* ТЕКСТ ДЛЯ ЧТЕНИЯ:

Все говорили, что статуя изображает Лепешинскую, якобы жившую в том же доме. Как-то, оказавшись на одном приеме за столом рядом с балериной, я спросил её об этом. Вот её ответ:
– Никогда я там не жила и никто статую с меня не лепил. Слухи, быть может, вызваны тем, что в начале войны я дежурила на этой крыше вместе с Мишей Габовичем, тушили немецкие зажигалки.
На месте нынешнего сквера на Пушкинской площади стоял Страстной монастырь с высокой, но весьма безвкусной колокольней. Сквозь её арку мимо заурядных кирпичных зданий бывших келий обсаженная деревьями дорожка вела в главный пятиглавый храм, очень старый и живописный. В храме помещался довольно интересный антирелигиозный музей. Одним из его главных экспонатов были мощи Александра Невского, выставленные для того, чтобы показать их тленность – одни кости да череп. Тогда еще Александр Невский не считался героем русской истории, числился заурядным феодальным князьком, а канонизация и вовсе делала его личность отрицательной. Только фильм Сергея Эйзенштейна вернул Александру Невскому былое величие, накануне войны он стал фигурой нужной и заметной, ведь именно он разбил на Чудском озере немецких псов-рыцарей. Правда, во время действия договора с гитлеровской Германией (1939–1941 гг.) фильм был снят с экранов, но с начала войны снова стал широко демонстрироваться. Однако куда дели прах – не знаю. Церковь Страстного монастыря разобрали в 1938 году, с нею исчез и музей.
В феврале 1937 года Пушкинская площадь стала центром проведения всенародных торжеств по случаю столетия со дня гибели поэта. На колокольне Страстного монастыря повесили макеты обложек изданий Пушкина на разных языках. Я был свидетелем того, как гранильщики меняли старый, искаженный Жуковским по цензурным соображениям текст по бокам памятника на новый. Старый текст («И долго буду тем народу я любезен… Что прелестью живой стихов я был полезен») был рельефный, его сбили, дабы на новой плоскости высечь подлинный: «И долго буду тем любезен я народу… Что в мой жестокий век восславил я свободу».

* ЗАДАНИЯ И УПРАЖНЕНИЯ:
**a.** Ответьте по тексту о Пушкинской площади:
(i) С кем балерина дежурила на крыше в начале войны?
(ii) В каком году разобрали церковь Страстного монастыря?
(iii) Что повесили на колокольне Страстного монастыря в феврале 1937 года?
**b.** Выпишите из текста о Пушкинской площади фрагмент от слов «Все говорили, что» до слов «тушили немецкие зажигалки.» включительно.

Записи разметки областей

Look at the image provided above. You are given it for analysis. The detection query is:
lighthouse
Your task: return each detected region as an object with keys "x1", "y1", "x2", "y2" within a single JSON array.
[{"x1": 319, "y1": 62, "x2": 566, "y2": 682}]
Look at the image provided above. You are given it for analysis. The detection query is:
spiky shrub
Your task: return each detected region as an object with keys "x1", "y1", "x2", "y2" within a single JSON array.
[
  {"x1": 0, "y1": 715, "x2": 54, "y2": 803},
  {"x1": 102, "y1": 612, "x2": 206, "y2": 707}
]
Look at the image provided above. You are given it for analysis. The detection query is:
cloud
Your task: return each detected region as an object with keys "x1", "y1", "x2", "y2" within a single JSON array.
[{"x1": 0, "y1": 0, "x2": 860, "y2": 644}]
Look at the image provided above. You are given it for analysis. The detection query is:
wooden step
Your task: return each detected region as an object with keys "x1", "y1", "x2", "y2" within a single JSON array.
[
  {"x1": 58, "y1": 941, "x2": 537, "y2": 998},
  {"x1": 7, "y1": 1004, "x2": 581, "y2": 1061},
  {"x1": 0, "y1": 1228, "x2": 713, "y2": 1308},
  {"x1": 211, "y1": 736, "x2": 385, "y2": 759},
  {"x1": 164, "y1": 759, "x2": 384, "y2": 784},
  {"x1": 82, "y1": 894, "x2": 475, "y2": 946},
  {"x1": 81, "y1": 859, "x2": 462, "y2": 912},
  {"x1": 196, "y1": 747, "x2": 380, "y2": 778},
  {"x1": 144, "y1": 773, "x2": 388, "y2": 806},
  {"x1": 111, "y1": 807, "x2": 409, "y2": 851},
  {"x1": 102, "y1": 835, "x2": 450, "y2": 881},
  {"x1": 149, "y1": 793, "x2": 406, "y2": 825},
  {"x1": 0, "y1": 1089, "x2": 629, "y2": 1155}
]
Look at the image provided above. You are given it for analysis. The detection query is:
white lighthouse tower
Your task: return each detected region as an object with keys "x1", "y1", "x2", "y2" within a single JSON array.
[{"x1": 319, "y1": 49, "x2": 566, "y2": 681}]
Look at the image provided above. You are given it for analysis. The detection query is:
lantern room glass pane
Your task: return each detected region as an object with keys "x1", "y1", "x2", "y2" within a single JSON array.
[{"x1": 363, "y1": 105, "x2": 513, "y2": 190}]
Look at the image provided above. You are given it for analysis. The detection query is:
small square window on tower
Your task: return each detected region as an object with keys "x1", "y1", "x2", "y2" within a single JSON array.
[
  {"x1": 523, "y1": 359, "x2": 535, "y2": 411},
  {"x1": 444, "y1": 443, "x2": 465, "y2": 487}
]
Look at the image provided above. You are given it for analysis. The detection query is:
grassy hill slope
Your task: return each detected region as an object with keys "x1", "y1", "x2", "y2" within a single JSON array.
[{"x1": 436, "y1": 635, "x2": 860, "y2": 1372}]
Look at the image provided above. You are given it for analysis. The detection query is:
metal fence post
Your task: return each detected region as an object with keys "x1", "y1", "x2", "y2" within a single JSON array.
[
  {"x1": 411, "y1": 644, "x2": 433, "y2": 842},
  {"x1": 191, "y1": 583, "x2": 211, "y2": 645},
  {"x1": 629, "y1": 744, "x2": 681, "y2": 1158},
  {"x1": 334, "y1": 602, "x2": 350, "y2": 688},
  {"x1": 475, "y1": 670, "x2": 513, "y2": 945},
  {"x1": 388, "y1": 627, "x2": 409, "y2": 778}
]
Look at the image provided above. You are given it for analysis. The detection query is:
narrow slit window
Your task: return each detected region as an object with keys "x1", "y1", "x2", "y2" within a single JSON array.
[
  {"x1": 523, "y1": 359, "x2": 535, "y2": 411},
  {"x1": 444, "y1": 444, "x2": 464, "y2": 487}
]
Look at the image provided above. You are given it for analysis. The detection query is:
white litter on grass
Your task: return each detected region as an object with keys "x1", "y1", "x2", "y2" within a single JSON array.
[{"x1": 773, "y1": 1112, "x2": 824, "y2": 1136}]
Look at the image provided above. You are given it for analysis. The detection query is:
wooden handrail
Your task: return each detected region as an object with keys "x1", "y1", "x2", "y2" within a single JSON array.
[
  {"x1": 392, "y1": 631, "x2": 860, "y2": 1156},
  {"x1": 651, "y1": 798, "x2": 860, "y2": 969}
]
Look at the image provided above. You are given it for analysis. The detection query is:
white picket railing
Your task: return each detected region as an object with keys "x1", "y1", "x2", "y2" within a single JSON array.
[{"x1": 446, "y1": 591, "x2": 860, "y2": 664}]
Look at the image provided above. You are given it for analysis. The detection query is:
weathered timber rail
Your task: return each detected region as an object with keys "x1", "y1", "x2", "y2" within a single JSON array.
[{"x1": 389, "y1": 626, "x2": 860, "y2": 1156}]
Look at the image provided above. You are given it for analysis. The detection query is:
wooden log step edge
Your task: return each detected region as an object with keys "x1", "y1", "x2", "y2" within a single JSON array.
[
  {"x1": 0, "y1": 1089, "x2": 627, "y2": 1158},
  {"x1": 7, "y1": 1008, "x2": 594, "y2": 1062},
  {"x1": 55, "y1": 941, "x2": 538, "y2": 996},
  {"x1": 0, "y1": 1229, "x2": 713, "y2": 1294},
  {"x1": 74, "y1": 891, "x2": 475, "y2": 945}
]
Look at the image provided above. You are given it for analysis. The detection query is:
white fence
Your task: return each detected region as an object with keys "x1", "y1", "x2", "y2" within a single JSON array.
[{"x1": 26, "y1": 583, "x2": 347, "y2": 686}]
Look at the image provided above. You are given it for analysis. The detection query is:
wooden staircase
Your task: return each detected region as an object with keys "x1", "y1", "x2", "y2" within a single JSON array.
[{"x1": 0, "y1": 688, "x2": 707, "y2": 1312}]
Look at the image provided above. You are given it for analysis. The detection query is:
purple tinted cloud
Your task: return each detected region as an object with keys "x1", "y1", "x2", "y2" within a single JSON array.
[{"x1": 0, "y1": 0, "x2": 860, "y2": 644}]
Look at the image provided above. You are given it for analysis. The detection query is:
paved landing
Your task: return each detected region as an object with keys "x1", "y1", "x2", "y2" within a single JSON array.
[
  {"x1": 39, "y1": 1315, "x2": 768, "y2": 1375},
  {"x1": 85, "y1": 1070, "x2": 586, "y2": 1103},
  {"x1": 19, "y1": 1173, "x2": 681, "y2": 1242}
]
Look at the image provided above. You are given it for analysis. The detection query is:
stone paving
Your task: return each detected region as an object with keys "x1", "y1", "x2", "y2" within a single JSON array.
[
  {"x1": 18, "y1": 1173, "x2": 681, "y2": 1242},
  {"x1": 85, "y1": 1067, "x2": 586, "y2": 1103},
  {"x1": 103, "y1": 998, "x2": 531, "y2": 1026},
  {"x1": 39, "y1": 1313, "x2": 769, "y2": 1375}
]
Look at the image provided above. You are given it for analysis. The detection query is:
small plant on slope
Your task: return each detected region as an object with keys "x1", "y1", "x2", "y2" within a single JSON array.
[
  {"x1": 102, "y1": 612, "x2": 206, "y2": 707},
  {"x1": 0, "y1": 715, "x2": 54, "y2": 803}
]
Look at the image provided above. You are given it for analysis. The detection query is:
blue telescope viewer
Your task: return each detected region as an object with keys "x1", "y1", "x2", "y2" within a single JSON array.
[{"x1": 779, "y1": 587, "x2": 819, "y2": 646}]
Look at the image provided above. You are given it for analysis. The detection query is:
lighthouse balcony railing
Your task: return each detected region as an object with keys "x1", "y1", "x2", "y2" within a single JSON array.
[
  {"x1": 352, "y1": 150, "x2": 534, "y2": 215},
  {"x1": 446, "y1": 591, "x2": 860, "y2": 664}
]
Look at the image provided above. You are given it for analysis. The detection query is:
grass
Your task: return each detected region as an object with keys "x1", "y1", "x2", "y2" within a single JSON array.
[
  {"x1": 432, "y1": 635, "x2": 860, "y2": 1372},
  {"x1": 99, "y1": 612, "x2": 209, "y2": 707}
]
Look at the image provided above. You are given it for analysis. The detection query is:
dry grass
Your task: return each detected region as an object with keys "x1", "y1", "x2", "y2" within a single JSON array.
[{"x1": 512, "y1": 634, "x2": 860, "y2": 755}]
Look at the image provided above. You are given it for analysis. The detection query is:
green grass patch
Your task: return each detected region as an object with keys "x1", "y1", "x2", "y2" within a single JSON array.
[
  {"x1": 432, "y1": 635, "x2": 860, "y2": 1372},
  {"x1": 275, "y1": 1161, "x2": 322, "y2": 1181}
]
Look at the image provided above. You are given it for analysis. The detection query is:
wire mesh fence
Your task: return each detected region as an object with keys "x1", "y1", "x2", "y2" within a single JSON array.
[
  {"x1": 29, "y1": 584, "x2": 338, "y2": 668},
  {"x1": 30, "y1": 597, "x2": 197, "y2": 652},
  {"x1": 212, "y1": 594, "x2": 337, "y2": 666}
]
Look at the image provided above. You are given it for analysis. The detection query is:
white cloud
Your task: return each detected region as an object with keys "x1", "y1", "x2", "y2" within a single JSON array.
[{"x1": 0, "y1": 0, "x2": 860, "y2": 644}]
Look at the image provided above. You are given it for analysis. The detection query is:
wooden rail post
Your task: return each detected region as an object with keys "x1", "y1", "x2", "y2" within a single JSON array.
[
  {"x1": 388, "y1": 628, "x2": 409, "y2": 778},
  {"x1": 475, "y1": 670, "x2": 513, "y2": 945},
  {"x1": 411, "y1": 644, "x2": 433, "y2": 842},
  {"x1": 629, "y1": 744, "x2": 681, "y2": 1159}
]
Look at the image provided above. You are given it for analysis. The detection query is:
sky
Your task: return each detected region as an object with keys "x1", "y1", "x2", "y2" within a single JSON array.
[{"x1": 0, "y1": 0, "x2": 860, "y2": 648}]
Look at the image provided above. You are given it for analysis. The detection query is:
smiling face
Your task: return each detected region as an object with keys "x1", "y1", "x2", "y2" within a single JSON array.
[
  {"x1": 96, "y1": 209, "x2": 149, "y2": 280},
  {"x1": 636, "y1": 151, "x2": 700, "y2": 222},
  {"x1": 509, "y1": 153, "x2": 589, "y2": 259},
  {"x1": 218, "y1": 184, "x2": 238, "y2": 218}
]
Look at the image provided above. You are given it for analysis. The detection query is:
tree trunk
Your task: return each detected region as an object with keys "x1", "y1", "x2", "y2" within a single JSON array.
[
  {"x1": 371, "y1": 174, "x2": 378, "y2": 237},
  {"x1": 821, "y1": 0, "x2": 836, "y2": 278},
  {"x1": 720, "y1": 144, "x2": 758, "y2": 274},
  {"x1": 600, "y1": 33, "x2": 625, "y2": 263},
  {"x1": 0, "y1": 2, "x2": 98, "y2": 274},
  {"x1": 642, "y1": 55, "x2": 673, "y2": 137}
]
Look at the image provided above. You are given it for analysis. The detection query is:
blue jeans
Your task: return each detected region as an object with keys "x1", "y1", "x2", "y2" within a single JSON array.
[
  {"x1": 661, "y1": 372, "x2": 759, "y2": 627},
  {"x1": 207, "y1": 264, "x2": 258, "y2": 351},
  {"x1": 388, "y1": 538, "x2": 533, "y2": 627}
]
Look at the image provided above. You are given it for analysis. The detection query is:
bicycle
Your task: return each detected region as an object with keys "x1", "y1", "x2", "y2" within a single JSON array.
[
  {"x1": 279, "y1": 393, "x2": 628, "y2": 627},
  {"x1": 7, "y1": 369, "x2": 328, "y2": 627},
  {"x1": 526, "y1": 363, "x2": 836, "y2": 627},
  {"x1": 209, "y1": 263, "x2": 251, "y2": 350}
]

* ОТВЕТЫ НИЖЕ:
**a.**
(i) С Мишей Габовичем.
(ii) В 1938 году.
(iii) Макеты обложек изданий Пушкина на разных языках.

**b.**
Все говорили, что статуя изображает Лепешинскую, якобы жившую в том же доме. Как-то, оказавшись на одном приеме за столом рядом с балериной, я спросил её об этом. Вот её ответ:
– Никогда я там не жила и никто статую с меня не лепил. Слухи, быть может, вызваны тем, что в начале войны я дежурила на этой крыше вместе с Мишей Габовичем, тушили немецкие зажигалки.